- YOUR GOAL
For each line of the data below, copy it if it holds the word "patch".
--- INFORMATION Enclosed Below ---
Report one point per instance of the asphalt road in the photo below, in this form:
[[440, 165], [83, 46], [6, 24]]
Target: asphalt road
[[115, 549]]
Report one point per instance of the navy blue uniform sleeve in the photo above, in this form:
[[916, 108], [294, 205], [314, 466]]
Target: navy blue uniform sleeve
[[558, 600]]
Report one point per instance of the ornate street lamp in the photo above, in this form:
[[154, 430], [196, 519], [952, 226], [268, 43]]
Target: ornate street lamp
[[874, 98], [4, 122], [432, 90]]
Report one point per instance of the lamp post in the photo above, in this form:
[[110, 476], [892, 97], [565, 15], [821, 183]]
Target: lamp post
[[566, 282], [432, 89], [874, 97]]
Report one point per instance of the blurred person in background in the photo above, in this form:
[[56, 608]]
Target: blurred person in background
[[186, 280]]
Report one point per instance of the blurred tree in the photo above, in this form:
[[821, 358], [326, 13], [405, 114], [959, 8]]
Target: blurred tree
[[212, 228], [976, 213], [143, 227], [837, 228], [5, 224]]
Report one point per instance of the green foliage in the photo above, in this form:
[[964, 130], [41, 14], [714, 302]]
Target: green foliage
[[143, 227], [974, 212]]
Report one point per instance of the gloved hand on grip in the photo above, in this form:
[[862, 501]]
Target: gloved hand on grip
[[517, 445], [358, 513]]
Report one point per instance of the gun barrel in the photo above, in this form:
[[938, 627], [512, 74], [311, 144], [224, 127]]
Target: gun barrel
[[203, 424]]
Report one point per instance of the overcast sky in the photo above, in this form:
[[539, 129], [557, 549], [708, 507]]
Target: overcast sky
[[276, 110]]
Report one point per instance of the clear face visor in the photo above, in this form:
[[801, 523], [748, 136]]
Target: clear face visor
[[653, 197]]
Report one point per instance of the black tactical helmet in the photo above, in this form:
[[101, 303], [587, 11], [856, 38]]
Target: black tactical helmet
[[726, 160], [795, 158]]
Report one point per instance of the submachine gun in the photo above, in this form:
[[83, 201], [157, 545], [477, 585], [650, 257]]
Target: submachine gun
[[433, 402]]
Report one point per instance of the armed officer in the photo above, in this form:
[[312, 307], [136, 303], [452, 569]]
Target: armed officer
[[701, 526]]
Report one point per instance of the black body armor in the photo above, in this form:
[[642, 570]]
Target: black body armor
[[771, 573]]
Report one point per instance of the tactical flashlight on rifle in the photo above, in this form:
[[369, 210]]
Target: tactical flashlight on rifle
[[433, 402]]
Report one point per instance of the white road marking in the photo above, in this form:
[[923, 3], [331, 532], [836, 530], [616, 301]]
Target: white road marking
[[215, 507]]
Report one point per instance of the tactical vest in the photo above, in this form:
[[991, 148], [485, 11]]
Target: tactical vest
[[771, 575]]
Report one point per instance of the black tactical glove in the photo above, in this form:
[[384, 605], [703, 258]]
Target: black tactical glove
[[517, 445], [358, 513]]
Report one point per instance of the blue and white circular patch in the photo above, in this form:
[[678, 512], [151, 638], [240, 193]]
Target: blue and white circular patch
--- End of Enclosed INFORMATION ---
- EXERCISE ANSWER
Report one point per instance of the blue and white circular patch in the photo above, in this form:
Target: blue and white circular patch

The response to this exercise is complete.